TEKST ŹRÓDŁOWY:
Co wspólnego mają podwyżki cen paliw z rosnącymi ratami kredytów frankowych? Słabnącego złotego. Wiele jest płatności zależnych od kursów walut, ale te pozycje dotyczą chyba najszerszego kręgu Polaków i mocno ciążą w budżetach wielu rodzin.
Nie ma mocnych, gdy na świecie drożeje ropa (z 41 dol. rok temu do 80 dol.), a złoty słabnie (dolar w rok skoczył z 3,75 do 4,13 zł). Państwowe koncerny naftowe, które walczyły jak lew, by ceny paliw nie przebiły 6 zł za litr (poziomu krytykowanego przez PiS w 2012 r.), właśnie rzuciły ręcznik na deski. Słabość złotego mocno bije po kieszeni również frankowiczów. Szwajcarska waluta od czerwca podrożała wobec polskiej już o 9 proc. (do 4,43 zł) i jest najdroższa od stycznia 2015 r., kiedy Szwajcarski Bank Narodowy upłynnił kurs franka, a ten wystrzelił do 5,19 zł, gotując piekło zadłużonym w tej walucie Polakom.

DANE:
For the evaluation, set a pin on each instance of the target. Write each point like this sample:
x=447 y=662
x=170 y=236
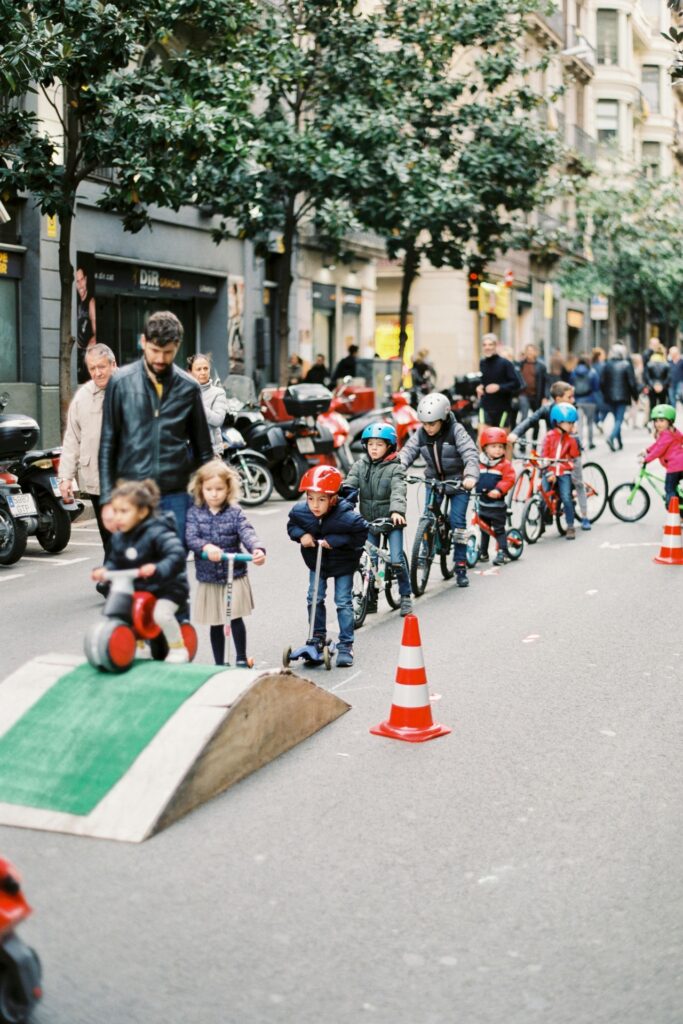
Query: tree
x=133 y=88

ZESTAW ZADAŃ:
(A) Do jakiego poziomu wystrzelił kurs franka w styczniu 2015 r. według tekstu o słabnącym złotym?
(B) Proszę wymienić wszystkie waluty, o których mowa w tekście o słabnącym złotym.

ROZWIĄZANIA ZADAŃ:
(A) Do 5,19 zł.

(B) Złoty, dolar, frank szwajcarski.